SHORT EXERCISE = Copy out all of the material below, switching each "thickest" to "widest" and changing nothing else. Leave out the pictures.

DATASET EXCERPTS =
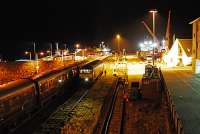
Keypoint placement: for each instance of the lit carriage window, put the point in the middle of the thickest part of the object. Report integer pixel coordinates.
(85, 70)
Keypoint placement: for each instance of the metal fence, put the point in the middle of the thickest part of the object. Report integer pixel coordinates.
(177, 123)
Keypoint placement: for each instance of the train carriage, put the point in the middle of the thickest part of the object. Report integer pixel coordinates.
(17, 98)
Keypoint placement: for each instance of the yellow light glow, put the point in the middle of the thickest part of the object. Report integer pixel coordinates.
(118, 36)
(135, 69)
(77, 46)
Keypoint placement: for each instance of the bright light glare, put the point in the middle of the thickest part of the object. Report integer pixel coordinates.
(145, 42)
(141, 45)
(118, 36)
(135, 69)
(86, 79)
(154, 44)
(150, 42)
(41, 53)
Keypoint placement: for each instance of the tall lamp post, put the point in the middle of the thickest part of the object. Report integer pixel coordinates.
(154, 11)
(77, 46)
(29, 54)
(118, 38)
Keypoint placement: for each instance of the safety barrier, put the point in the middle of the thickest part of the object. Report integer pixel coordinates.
(177, 123)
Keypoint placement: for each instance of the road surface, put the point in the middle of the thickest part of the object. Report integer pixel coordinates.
(185, 88)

WRITTEN SOLUTION =
Keypoint placement: for each instance of the lit carriage window, put the point in the middle of the widest part of the object. Report integer pixel coordinates.
(85, 70)
Keypoint placement: for each instance of the metal fence, put the point in the middle of the widest part of the object. Report integer pixel coordinates.
(177, 123)
Keypoint placement: for each instance of the train carriage, put the point in the middle of the widest part of the object. Report integer pixel coordinates.
(17, 98)
Keypoint placement: for each instance of the yellow light glow, put the point in the middle of the widest part of the object. Report integer pixel coordinates.
(118, 36)
(135, 69)
(77, 46)
Keypoint placement: for each instance of the bright light glare, put the point in the middle of the widest part of the object. Report integer pixel coordinates.
(145, 42)
(141, 45)
(118, 36)
(135, 69)
(86, 79)
(154, 44)
(150, 42)
(41, 53)
Keypoint placement: for each instance of the tall lamp post, put the point in the middle of the widest part of the object. Report integer pixel coordinates.
(154, 11)
(77, 46)
(29, 54)
(118, 38)
Keypoint placement: for each instance of the safety barrier, put the point in the middle of the widest part of the object. Report integer pixel coordinates.
(177, 123)
Keypoint placement: for each instance of the road surface, put the point in the middle of the widest part of the object. Report integer pixel coordinates.
(185, 88)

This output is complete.